> _Task to complete_
Locate each line of the data below that contains the word "green", and copy those lines in full.

> _Material for the task_
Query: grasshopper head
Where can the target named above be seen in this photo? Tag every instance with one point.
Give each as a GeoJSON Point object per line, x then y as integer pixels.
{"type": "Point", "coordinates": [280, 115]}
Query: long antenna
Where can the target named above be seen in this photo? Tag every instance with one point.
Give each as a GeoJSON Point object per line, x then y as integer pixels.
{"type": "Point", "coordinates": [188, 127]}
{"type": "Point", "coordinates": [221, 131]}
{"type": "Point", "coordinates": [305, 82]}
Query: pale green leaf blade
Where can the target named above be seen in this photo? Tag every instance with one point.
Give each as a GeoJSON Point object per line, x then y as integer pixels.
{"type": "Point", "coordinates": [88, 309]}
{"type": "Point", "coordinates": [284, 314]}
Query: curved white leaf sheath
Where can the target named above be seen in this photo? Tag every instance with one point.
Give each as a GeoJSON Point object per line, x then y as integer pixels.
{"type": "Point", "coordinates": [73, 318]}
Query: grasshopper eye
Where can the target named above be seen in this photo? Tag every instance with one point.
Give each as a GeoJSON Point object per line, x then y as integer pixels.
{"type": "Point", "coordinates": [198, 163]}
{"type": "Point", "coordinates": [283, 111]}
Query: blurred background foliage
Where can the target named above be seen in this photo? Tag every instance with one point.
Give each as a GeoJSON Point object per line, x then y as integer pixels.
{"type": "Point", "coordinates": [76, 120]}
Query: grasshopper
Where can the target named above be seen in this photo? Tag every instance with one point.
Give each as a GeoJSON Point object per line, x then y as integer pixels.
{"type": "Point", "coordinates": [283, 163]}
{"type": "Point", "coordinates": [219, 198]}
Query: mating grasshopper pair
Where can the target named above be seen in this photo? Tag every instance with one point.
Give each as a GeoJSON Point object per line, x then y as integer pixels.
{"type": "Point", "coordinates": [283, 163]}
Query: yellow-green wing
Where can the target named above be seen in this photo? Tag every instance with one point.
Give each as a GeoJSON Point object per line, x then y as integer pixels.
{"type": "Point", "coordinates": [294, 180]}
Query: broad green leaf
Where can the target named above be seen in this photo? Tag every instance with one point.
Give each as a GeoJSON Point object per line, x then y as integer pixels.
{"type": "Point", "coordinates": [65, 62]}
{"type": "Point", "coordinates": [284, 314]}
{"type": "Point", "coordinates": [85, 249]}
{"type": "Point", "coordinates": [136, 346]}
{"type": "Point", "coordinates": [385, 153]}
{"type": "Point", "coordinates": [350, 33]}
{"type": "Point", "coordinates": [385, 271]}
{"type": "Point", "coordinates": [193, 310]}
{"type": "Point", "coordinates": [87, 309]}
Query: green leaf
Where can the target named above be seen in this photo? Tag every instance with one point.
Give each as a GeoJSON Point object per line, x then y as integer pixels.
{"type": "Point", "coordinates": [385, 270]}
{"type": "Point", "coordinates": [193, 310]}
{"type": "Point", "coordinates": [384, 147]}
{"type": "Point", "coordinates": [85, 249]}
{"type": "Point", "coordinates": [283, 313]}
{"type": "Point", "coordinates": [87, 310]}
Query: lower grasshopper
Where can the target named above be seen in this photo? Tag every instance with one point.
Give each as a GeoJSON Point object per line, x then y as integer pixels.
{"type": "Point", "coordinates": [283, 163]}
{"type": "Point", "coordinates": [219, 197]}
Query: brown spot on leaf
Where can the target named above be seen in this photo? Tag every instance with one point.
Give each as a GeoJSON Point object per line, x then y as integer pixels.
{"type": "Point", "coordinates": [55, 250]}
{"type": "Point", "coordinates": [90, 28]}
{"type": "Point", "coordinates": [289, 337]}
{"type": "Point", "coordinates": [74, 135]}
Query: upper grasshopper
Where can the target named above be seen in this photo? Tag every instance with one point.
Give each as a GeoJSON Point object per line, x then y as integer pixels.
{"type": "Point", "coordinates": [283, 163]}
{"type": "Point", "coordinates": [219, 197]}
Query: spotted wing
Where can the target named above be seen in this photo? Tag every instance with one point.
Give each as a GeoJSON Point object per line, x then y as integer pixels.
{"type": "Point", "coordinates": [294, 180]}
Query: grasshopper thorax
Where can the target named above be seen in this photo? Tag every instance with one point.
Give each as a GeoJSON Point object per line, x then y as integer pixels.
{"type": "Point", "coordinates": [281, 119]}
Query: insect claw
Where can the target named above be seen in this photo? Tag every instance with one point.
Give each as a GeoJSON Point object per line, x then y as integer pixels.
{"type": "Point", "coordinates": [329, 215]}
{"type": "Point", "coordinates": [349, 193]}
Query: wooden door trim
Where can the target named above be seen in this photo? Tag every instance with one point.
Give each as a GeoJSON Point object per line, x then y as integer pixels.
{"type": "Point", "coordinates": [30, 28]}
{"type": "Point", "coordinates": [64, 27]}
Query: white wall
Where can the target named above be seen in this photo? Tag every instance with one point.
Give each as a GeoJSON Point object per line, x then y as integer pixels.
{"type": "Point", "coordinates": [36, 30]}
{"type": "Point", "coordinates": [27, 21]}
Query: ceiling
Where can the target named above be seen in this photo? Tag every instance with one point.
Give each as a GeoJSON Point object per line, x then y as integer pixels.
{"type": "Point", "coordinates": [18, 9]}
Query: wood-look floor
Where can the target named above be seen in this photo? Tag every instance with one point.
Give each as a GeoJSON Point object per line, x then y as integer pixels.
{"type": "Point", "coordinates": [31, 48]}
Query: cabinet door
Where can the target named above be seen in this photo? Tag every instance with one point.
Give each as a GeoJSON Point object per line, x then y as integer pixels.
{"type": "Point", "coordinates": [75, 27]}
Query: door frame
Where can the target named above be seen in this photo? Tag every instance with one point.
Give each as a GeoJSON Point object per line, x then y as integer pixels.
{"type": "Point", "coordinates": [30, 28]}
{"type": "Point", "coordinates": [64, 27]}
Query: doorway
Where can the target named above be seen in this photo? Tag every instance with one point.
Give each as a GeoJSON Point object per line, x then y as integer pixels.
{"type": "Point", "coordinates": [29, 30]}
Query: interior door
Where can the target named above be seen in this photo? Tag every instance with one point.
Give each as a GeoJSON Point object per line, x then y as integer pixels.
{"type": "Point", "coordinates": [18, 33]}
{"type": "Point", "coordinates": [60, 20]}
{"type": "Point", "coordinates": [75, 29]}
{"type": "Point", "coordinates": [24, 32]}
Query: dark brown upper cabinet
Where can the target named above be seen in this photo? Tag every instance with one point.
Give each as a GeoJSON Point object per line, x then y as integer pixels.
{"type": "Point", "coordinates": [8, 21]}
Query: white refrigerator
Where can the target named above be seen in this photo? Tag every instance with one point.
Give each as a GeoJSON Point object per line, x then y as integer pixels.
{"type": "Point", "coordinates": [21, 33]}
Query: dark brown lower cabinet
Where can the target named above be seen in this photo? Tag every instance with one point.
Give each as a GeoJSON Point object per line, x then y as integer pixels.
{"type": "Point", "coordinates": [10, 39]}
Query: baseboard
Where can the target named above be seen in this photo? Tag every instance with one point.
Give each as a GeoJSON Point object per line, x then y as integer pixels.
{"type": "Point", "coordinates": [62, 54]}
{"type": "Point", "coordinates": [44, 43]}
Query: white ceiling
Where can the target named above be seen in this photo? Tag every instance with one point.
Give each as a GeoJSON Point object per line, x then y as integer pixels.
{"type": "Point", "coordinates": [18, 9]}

==

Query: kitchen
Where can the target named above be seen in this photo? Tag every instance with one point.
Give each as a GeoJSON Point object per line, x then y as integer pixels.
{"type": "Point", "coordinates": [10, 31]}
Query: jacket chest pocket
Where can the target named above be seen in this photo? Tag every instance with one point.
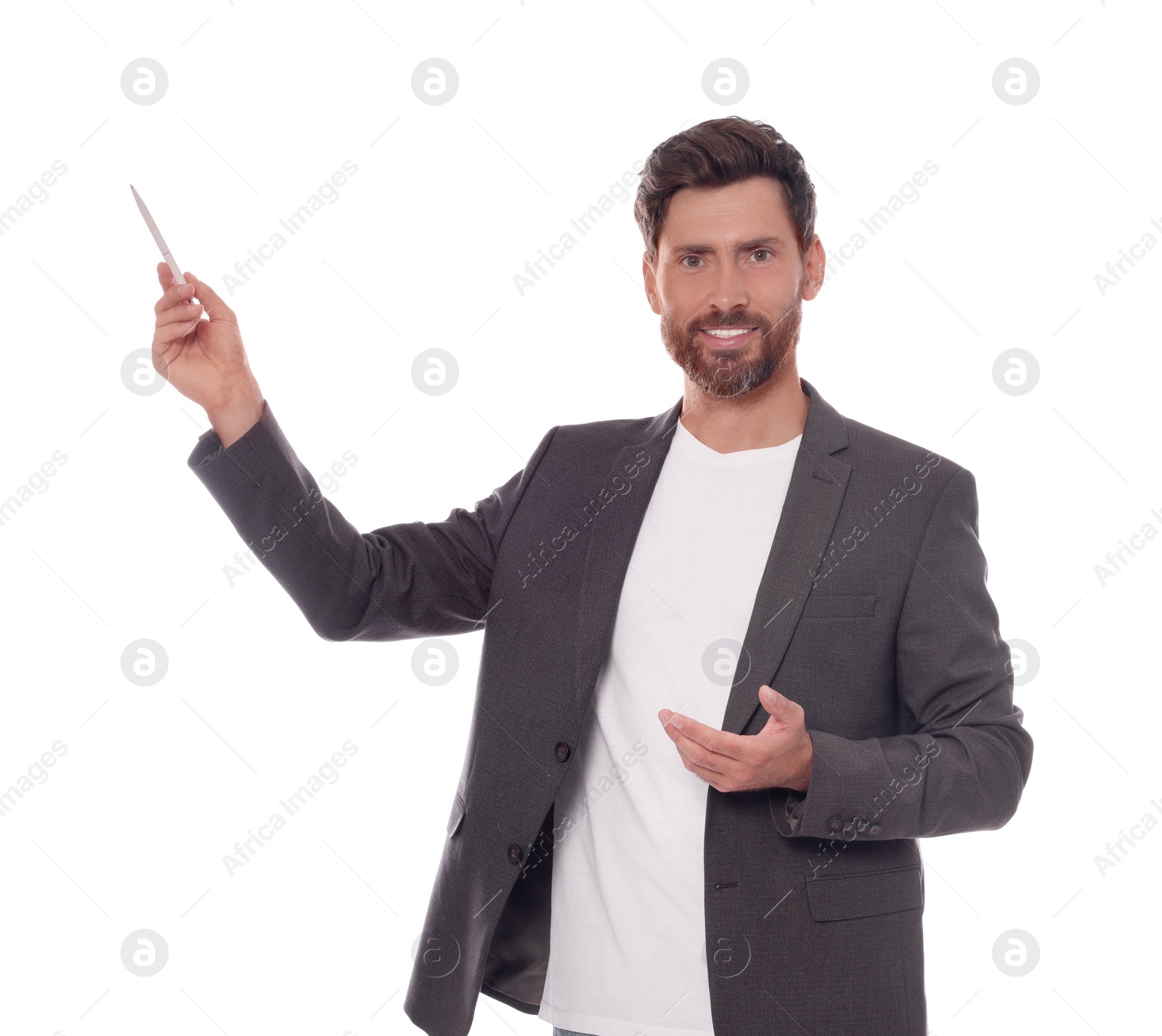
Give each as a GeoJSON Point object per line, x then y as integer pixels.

> _Problem solution_
Query: pale green leaf blade
Query: yellow-green wing
Query: broad green leaf
Query: green leaf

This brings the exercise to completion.